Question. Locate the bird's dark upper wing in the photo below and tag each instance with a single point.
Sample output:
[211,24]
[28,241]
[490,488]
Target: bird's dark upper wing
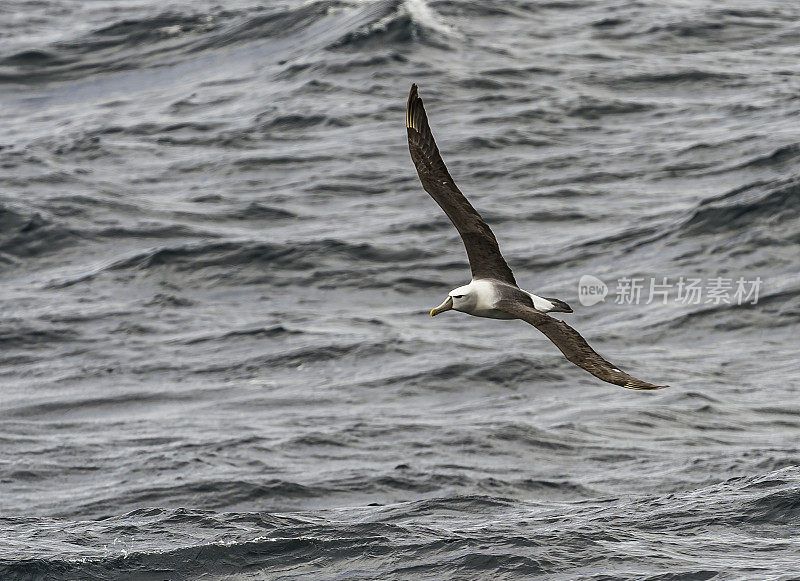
[573,346]
[482,249]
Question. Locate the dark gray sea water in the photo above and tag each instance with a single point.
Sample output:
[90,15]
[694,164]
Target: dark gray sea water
[216,264]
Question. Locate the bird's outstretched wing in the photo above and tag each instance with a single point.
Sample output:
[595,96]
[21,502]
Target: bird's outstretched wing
[484,255]
[573,346]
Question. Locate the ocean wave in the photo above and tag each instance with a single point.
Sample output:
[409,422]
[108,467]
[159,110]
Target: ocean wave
[26,234]
[485,535]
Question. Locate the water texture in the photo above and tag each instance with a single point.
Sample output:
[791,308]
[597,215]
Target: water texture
[216,263]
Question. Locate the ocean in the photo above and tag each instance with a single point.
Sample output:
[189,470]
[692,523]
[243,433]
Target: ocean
[217,262]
####
[Your objective] Please write out every row above again, request text included, multiplying the coordinates of each answer point by 2.3 and rounding to whole numbers, with halves rounded up. Leave the sample outputs unchanged and omit the pictures.

[Response to the exercise]
Question. Locate the bird's dark upper wing in the photo below and tag each instance with a single point.
Sample output:
[211,24]
[28,241]
[490,488]
Target: bird's dark upper wing
[1318,796]
[1109,573]
Question. Locate the dark gray sea water in the photo above and tag each instance with a single point.
Sample output:
[90,15]
[694,164]
Target: dark gray sea water
[497,607]
Question. Locate the bird's outstretched wing in the photo above and tag each instance with a single point.
Sample output:
[595,96]
[21,502]
Target: bird's outstretched wing
[1113,587]
[1318,796]
Question. Locate the ocean wave in the photo above and tag each instance with a single point.
Sample output:
[409,422]
[108,467]
[159,110]
Target: ocean wave
[60,538]
[1116,1231]
Question. Locate the water texture in the photo above and tag each instance with a single point.
Sample output:
[791,308]
[597,215]
Target: water texture
[497,605]
Question. Locate the ocean in the photo above and tag each instance with a single point.
Sample output:
[189,470]
[692,523]
[243,433]
Target: ocean
[499,603]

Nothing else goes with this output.